Extract provided:
The Agreement also states that the "Net Proceeds" as defined therein "shall be made available to Borrower for the Restoration" so long as ten conditions "are met." (Id.) The ten conditions concern: (1) events of default; (2) extent of the damage to the property; (3) continuation of existing leases at the property; (4) commencement of the restoration in a timely manner; (5) operating deficits; (6) cash flow; (7) completion of restoration within one year of the casualty; (8) permits and zoning; (9) expeditiousness of restoration; and (10) loss of access to the property. (Id.)

Section 4.3(b)(ii) of the Agreement also specifies that "The Net Proceeds shall be held by Lender and, until disbursed in accordance with the provisions of this Subsection 4.3(b), shall constitute additional security for the Obligations." (Id. at 22). Section 4.3(b)(iii) of Agreement indicates:

All plans and specifications required in connection with the Restoration shall be subject to prior review and approval in all respects by Lender and by an independent consulting engineer selected by Lender (the "Casualty Consultant"), which approval shall not be unreasonably withheld or delayed. Lender shall have the use of the plans and specifications and all permits, licenses and approvals required or obtained in connection with the Restoration. The identity of the contractors, subcontractors and materialmen engaged in the Restoration, as well as the contracts under which they have been engaged, shall be subject to prior review and acceptance by Lender and the Casualty Consultant, which approval shall not be unreasonably withheld or delayed. All costs and expenses incurred by Lender in connection with making the net proceeds available for the Restoration including, without limitation, reasonable counsel fees and disbursements and the Casualty Consultant's fees, shall be paid by Borrower.

*1173 (Id. at 22) (emphasis added). In addition, Sections 4.3(b)(iv) and (v) of the Agreement contemplate payments from the Bank to CFBP "from time to time" and not "more frequently than once every calendar month." (Id.)

B. Second Insurance Proceeds and Restoration Plans

Travelers issued the second insurance proceeds of $7,805,053.58 to CFBP and the Bank in a single instrument. Even though the Bank's name was listed on the check, along with CFBP, CFBP did not turn the check over to the Bank for its signature. Rather, CFBP deposited the $7,805,053.58 check at its local bank, Commerce Bank. (Alexanian Aff. Doc. # 63 at ¶ 11). Alexanian explains: "Due to the incomplete endorsement on the check, Commerce Bank notified me in writing that it would hold the funds in CFBP's management company's account, but would not disburse the funds without [the Bank's] consent." (Id.) Alexanian did not want to turn the check over to the Bank as an uninsured deposit because he feared that the Bank was on the brink of bankruptcy and because he thought that the Bank may have been subject to a government take-over. (Id. at ¶ 14(a)).

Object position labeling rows

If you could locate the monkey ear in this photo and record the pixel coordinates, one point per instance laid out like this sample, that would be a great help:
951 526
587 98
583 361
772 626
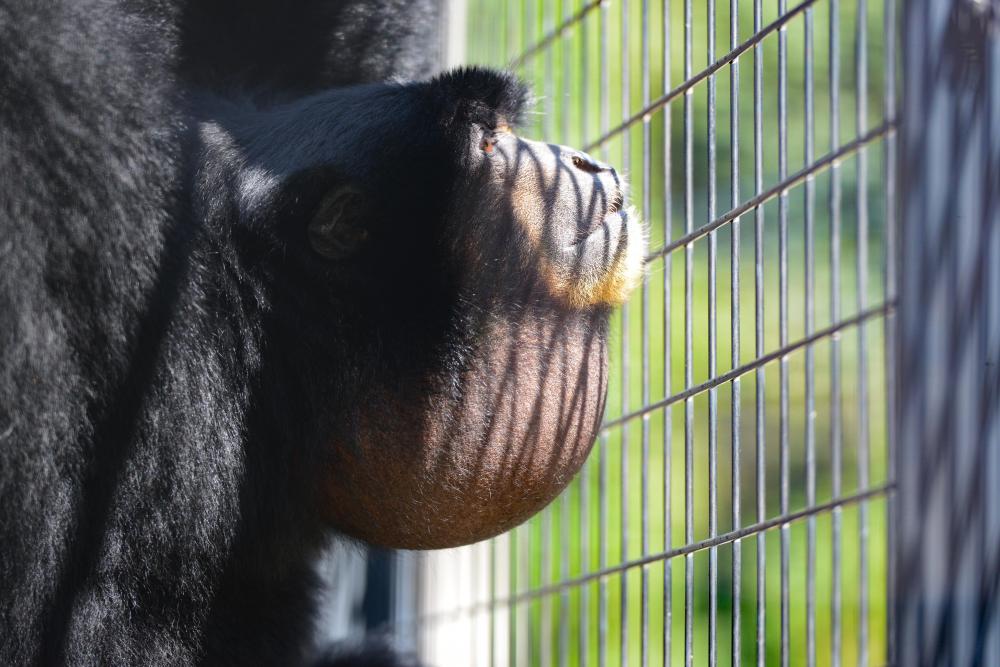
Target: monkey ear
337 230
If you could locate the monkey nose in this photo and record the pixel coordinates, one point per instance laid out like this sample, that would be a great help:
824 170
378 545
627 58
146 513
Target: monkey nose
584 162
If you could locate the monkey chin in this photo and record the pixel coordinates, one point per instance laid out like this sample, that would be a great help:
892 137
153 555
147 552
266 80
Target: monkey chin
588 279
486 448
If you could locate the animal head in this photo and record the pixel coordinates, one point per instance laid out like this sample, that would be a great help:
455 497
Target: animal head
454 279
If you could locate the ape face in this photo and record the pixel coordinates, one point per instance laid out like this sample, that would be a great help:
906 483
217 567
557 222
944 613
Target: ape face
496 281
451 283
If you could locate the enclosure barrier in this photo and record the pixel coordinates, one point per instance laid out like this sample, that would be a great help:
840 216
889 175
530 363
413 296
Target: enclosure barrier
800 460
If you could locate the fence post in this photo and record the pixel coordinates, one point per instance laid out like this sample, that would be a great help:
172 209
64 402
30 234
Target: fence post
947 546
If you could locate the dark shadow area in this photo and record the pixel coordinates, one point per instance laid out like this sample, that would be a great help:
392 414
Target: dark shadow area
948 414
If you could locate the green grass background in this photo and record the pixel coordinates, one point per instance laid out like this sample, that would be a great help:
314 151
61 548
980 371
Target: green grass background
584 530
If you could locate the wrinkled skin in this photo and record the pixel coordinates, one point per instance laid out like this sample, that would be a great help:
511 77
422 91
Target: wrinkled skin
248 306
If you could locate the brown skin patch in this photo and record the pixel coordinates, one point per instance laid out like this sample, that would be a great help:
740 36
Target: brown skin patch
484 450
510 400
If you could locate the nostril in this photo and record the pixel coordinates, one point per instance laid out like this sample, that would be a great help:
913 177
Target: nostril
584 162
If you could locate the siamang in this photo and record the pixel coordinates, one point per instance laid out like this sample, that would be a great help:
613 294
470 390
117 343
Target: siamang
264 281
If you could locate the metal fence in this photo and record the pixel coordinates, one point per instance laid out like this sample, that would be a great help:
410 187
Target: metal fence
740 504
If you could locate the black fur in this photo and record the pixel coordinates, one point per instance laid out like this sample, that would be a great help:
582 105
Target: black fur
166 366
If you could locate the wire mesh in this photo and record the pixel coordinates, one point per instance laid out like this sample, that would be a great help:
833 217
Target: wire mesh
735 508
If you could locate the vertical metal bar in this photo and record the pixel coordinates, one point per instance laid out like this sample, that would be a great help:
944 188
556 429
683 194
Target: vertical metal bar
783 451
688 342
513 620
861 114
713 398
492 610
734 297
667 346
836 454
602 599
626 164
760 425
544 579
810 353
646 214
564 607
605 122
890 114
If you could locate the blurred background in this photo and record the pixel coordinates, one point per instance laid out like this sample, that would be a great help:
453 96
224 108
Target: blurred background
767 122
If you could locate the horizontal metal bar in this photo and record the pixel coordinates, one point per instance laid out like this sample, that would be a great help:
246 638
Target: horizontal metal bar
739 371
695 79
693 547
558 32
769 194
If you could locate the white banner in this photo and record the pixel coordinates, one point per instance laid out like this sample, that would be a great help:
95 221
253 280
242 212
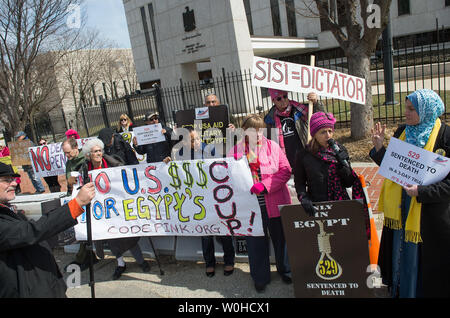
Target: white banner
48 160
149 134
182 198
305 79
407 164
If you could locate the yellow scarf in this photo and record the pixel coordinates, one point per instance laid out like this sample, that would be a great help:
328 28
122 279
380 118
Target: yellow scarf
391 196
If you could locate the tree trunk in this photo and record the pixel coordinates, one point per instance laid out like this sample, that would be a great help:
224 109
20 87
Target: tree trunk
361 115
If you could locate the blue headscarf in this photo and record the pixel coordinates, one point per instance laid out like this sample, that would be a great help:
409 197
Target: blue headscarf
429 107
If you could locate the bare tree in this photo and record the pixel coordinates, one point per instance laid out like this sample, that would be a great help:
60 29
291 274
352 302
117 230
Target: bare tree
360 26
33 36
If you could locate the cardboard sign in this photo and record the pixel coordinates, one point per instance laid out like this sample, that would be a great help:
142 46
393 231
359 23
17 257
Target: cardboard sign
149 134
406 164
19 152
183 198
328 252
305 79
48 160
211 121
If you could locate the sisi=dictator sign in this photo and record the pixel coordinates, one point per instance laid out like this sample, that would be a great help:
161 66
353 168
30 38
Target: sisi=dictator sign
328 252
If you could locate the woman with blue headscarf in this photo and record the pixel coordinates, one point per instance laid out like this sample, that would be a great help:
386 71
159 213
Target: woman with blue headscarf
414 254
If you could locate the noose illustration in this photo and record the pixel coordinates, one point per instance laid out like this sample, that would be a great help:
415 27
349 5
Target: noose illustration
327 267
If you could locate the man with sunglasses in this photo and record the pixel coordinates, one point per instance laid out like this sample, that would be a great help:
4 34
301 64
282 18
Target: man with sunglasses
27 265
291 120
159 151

What you need to do:
A – Print the insurance proceeds excerpt from "Travelers issued the" up to and including "at ¶ 14(a)).".
B – Answer these questions using the insurance proceeds excerpt:
(i) Within what period must the restoration be completed under the seventh condition?
(ii) Who selects the Casualty Consultant?
(iii) What was the amount of the second insurance proceeds that Travelers issued?
C – Pick up the insurance proceeds excerpt after its final sentence and continue it.

Task results:
A –
Travelers issued the second insurance proceeds of $7,805,053.58 to CFBP and the Bank in a single instrument. Even though the Bank's name was listed on the check, along with CFBP, CFBP did not turn the check over to the Bank for its signature. Rather, CFBP deposited the $7,805,053.58 check at its local bank, Commerce Bank. (Alexanian Aff. Doc. # 63 at ¶ 11). Alexanian explains: "Due to the incomplete endorsement on the check, Commerce Bank notified me in writing that it would hold the funds in CFBP's management company's account, but would not disburse the funds without [the Bank's] consent." (Id.) Alexanian did not want to turn the check over to the Bank as an uninsured deposit because he feared that the Bank was on the brink of bankruptcy and because he thought that the Bank may have been subject to a government take-over. (Id. at ¶ 14(a)).

B –
(i) Within one year of the casualty.
(ii) Lender selects the Casualty Consultant.
(iii) $7,805,053.58.

C –
Alexanian prepared a plan for restoration of the damaged property and sent it to the Bank on August 20, 2008. (Id. at ¶ 12). The plan was drawn to suit the needs of Packing Corporation of America, an anchor tenant at the warehouse. (Id.) The Bank advised Alexanian that consideration of any restoration plans would be considered by LNR, the Bank's "special server." (Id. at ¶ 13). On August 27, 2008, LNR representative Whitney Wheeler contacted Alexanian by letter but such letter did not mention CFBP's initial plan for restoration. (Id. at ¶ 15). On September 16, 2008, Wheeler requested additional information from CFBP, which Alexanian provided. (Id. at ¶ 17).

From September through December 2008, CFBP pushed for approval of its restoration plan, (knowing that the Agreement provided only one year for the restoration to be completed) and Wheeler delayed. (Id. at ¶ 18-22). Wheeler explained to Alexanian that he had other "five alarm fires" to extinguish and was too busy to review CFBP's plans. (Id. at ¶ 18). During this time, CFBP never missed a mortgage payment. Unbeknownst to CFBP, the Bank had internally determined that it would not consider or approve any restoration plan unless or until the second insurance proceeds were turned over to the Bank. An internal Bank employee communication from Bob Fitzhugh on September 30, 2008, reads:

[CFBP] currently has a request with LNR about constructing a new building for the tenant in the building previously damaged by the fire ($8M) ... Since the borrower has not forwarded the $8M to us, we have asked LNR to communicate with the borrower that we need the funds here ASAP and until they are received, no reserve request will be funded. Should the borrower not respond to LNR's request, Denny at AB will be requested to forward a demand letter to borrower.

(Doc. # 64-26 at 15).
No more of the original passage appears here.